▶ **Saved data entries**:
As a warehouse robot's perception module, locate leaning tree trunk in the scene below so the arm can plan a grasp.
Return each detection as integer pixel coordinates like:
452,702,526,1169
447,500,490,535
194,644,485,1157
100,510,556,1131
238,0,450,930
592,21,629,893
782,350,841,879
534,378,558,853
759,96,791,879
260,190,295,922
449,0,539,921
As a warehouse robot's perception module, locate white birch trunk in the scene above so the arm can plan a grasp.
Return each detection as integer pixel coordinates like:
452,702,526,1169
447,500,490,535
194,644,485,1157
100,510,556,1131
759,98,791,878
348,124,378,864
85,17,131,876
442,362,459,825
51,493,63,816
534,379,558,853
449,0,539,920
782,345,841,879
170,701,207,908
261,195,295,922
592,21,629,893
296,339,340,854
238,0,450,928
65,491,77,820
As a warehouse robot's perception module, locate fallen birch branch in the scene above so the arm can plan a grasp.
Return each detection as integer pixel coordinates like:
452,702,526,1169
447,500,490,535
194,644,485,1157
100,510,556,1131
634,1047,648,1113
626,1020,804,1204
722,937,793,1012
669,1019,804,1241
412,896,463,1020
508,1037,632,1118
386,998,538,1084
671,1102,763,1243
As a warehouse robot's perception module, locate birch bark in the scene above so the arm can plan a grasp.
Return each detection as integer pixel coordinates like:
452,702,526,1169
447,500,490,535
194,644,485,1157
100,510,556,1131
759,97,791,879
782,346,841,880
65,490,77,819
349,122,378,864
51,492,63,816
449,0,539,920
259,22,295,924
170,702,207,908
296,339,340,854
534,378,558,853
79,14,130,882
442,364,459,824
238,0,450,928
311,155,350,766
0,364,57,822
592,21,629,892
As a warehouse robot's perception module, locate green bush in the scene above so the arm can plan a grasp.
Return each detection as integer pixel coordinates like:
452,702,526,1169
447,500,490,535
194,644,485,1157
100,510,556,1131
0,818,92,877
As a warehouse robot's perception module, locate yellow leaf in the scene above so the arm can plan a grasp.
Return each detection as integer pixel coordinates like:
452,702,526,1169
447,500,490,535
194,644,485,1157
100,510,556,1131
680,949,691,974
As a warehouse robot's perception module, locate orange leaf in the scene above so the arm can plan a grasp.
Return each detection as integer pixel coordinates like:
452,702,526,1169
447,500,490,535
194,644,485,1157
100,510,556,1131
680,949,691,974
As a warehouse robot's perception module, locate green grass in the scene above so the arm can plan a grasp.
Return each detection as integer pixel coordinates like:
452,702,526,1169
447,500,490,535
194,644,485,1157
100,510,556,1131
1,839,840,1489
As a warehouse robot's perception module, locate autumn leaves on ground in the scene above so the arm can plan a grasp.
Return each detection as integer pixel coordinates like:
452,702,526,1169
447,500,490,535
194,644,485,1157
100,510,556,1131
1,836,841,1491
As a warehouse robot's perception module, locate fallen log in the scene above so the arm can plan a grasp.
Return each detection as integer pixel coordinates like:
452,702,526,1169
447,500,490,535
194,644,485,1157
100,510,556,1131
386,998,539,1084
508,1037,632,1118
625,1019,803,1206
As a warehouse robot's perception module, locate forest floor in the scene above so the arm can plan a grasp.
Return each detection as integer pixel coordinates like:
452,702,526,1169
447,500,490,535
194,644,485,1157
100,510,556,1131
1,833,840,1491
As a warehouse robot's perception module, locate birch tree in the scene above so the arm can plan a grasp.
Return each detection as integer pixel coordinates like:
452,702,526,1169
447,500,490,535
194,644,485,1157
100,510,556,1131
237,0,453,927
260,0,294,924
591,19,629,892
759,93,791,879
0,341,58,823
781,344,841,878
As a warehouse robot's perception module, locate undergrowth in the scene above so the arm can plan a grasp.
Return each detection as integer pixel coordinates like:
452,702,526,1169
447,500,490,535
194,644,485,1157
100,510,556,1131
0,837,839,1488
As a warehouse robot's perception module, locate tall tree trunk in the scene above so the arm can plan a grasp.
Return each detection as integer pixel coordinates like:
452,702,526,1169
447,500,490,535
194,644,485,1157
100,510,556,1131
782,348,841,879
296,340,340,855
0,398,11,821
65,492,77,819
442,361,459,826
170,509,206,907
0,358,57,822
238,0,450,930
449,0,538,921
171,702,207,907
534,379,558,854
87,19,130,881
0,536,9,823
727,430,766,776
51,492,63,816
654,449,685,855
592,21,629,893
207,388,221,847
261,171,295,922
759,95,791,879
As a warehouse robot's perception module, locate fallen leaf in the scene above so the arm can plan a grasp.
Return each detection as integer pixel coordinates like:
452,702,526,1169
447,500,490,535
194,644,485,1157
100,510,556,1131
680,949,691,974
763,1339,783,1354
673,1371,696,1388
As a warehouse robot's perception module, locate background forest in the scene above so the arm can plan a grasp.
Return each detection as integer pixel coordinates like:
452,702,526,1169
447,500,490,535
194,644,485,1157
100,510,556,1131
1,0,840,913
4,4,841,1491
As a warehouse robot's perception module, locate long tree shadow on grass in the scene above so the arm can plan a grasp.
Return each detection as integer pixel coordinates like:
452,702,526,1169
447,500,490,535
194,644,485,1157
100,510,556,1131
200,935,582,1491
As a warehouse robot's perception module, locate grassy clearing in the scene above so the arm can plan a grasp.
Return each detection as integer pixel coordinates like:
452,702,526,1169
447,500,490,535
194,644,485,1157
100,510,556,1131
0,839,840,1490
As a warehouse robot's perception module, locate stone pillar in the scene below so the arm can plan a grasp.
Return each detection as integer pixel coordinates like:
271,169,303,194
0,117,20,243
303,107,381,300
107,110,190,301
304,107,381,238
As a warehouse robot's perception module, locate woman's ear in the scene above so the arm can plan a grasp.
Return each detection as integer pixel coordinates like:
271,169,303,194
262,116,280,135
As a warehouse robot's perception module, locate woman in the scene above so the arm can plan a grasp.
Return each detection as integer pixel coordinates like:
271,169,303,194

▶ **EXERCISE AIM**: I need each line of the entries that holds the string "green" located and copied.

▶ **ANSWER FOR THIS EXERCISE**:
As a warehouse robot's perception module, locate green bush in the scene above so the arm can plan a grasp.
As a warehouse robot's perception module, locate green grass in the scene above so the arm can plan a grasp.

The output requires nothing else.